** start **
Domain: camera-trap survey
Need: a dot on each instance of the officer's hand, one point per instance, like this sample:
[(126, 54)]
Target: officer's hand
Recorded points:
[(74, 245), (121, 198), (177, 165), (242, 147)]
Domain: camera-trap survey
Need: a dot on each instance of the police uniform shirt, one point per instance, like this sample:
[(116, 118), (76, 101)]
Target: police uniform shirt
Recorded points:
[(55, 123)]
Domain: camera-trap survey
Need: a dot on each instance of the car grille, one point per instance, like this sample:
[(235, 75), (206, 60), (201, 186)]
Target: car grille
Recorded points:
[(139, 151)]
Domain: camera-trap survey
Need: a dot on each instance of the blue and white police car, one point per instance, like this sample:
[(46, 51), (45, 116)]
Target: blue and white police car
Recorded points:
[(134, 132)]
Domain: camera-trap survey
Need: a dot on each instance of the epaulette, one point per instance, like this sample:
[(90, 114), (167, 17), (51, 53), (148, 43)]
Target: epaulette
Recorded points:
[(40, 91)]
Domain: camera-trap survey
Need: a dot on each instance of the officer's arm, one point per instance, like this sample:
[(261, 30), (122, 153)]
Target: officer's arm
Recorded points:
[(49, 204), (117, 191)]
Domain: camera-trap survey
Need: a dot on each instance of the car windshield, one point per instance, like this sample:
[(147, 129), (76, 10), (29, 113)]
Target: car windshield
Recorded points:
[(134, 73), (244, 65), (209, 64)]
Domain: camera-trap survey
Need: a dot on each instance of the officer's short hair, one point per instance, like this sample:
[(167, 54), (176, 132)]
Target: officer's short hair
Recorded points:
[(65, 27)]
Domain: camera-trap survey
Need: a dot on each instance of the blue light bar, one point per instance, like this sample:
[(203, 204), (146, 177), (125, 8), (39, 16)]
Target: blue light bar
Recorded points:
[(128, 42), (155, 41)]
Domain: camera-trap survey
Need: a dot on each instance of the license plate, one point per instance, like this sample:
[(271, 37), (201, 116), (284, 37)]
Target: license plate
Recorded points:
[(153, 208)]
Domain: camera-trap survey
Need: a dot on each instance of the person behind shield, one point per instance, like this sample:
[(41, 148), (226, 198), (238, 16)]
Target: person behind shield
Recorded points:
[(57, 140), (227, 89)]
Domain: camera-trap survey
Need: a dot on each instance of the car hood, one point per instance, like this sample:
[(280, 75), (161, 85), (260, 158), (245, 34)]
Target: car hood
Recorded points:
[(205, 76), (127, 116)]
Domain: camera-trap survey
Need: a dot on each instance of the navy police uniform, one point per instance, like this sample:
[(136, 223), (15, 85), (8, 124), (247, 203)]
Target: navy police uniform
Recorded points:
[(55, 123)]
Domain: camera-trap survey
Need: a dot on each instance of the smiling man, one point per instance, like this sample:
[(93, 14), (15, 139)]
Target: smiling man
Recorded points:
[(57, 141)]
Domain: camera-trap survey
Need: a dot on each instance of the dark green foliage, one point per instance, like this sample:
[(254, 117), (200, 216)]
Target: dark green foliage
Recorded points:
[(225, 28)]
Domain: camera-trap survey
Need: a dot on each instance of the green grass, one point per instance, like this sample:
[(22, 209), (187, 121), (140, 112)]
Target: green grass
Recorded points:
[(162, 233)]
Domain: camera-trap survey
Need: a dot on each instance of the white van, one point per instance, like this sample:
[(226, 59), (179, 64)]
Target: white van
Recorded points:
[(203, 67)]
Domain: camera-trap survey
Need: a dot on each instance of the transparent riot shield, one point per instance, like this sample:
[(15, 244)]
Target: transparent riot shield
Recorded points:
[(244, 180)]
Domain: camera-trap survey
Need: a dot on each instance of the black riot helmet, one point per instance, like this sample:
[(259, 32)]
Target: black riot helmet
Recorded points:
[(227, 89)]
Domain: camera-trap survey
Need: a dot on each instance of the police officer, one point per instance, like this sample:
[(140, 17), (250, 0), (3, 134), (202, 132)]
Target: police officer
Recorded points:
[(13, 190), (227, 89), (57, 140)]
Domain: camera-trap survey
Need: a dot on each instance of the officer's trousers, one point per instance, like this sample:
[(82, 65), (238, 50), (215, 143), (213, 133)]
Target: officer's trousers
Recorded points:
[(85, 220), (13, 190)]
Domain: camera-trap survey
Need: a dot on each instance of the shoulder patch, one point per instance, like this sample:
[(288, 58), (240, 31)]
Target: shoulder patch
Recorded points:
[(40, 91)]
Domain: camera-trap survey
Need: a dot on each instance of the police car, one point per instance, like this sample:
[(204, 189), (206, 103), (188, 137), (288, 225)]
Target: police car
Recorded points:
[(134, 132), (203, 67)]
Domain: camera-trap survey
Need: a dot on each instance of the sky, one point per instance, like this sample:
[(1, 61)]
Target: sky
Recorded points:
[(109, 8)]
** end **
Write out every record shown above, word for word.

Domain: camera-trap survey
Need: a dot on each instance of the officer's hand, one point per instance, like this sample:
[(126, 54)]
Target: officer's hand
Recorded points:
[(74, 245), (121, 198), (177, 165), (242, 147)]
Domain: camera-trap survey
Need: a dot on each instance of the police uniform shirt, one point per instance, like this sample:
[(116, 118), (76, 101)]
Target: police uniform shirt
Recorded points:
[(55, 123)]
Domain: camera-trap survey
Need: a dot on each instance of the car grille, one point per instance, like this sample:
[(235, 75), (206, 60), (201, 186)]
Target: car grille
Recorded points:
[(139, 151)]
Domain: camera-trap survey
Need: a dot on each instance of the blue and white police car, one point per instance, like this sample:
[(46, 51), (45, 116)]
Target: blue and white police car
Recorded points:
[(134, 132)]
Domain: camera-trap survey
Need: a dot on each instance of the epaulette, one point per instance, like this sample:
[(90, 114), (167, 17), (51, 53), (148, 43)]
Target: epaulette
Recorded points:
[(40, 91)]
Domain: camera-trap survey
Need: a dot on each instance of the officer's arm, one point per instance, like this sample:
[(261, 30), (122, 153)]
Target: officer's arm
Recorded points:
[(49, 204), (117, 191)]
Domain: camera-trap survey
Need: a dot on each instance of the car windshield, one point per instance, like this sample:
[(147, 129), (76, 10), (29, 113)]
Target: car windshield
Recorded points:
[(134, 73), (244, 65), (209, 64)]
Domain: camera-trap survey
Need: a dot on each instance of the officer's short hair, one point per instance, like this sample:
[(167, 54), (176, 132)]
Target: officer's short hair
Recorded points:
[(65, 27)]
Domain: camera-trap survey
Need: a dot on each instance of the blue light bar, one point per instance, like this sample:
[(203, 204), (146, 177), (125, 8), (39, 16)]
Target: blue light bar
Recorded points:
[(128, 42), (155, 41)]
Domain: camera-trap survey
Need: a dot on each instance of the license plate, one point per instance, like this sample:
[(271, 37), (201, 116), (284, 37)]
Target: license plate
Recorded points:
[(153, 208)]
Domain: camera-trap survey
Need: a dot on each instance of the person behind shield, one point per instance, like this sample:
[(41, 148), (226, 198), (238, 16)]
Target: person behind shield
Recorded points:
[(57, 140), (227, 89)]
Domain: camera-trap survey
Need: a dot on each instance of the car hood, one point per instance, like this sample:
[(280, 75), (161, 85), (260, 158), (245, 34)]
Target: car hood
Recorded points:
[(205, 76), (127, 116)]
Domain: camera-trap survey
Need: a dot on each instance of the navy police uniform, one point per instance, like this sample:
[(136, 223), (15, 85), (8, 124), (247, 203)]
Target: navy police uniform
Recorded points:
[(55, 123)]
Domain: camera-trap survey
Need: a dot on each instance of the smiling man, one point per instance, like this sample:
[(93, 14), (15, 139)]
Target: smiling man
Recorded points:
[(57, 141)]
Domain: camera-trap survey
Need: a dot on each instance of the dark green foliage, one point per instance, like this sample:
[(254, 117), (200, 216)]
Target: dark green foliage
Recorded points:
[(225, 28)]
Domain: camera-trap survey
Need: a dot on each instance of the green grass, one point per instance, like this sample:
[(22, 209), (187, 121), (140, 112)]
Target: green grass
Recorded points:
[(162, 233)]
Domain: camera-trap survey
Need: a dot on each instance of the white van, one point per instance, like this sample:
[(226, 59), (179, 64)]
Target: white van
Recorded points:
[(203, 67)]
Domain: camera-trap survey
Need: a dot on each instance of the transparent riot shield, one point per instance, like this sample:
[(15, 244)]
Target: transparent riot shield
Recorded points:
[(244, 180)]
Domain: camera-trap survey
Need: a dot on each instance of the black riot helmet, one point per instance, like this sample:
[(259, 32)]
Target: black riot helmet
Recorded points:
[(227, 89)]
Domain: camera-trap survey
Need: a dot on each instance of the police officer, one point per instance, like this sample:
[(140, 17), (250, 0), (3, 134), (202, 132)]
Target: police officer
Recorded points:
[(13, 190), (227, 89), (57, 140)]
Domain: camera-trap survey
Need: a dot on each instance of the officer's trousers, one point per instance, like this sample:
[(82, 65), (238, 50), (215, 143), (213, 133)]
Target: officer's trousers
Recorded points:
[(85, 220), (13, 190)]
Domain: camera-trap survey
Need: a dot on each instance of the shoulder patch, one point per instance, like this sample:
[(288, 58), (240, 31)]
Target: shoulder patch
Recorded points:
[(40, 91)]
Domain: camera-trap survey
Need: a dot on each instance of the police car, one point per instance, like this sample:
[(204, 189), (206, 103), (188, 137), (288, 225)]
Target: police car
Recorded points:
[(134, 132), (203, 67)]
Domain: camera-trap survey
Need: a dot on each instance of the sky, one point per instance, like this sample:
[(1, 61)]
Target: sky
Recorded points:
[(109, 8)]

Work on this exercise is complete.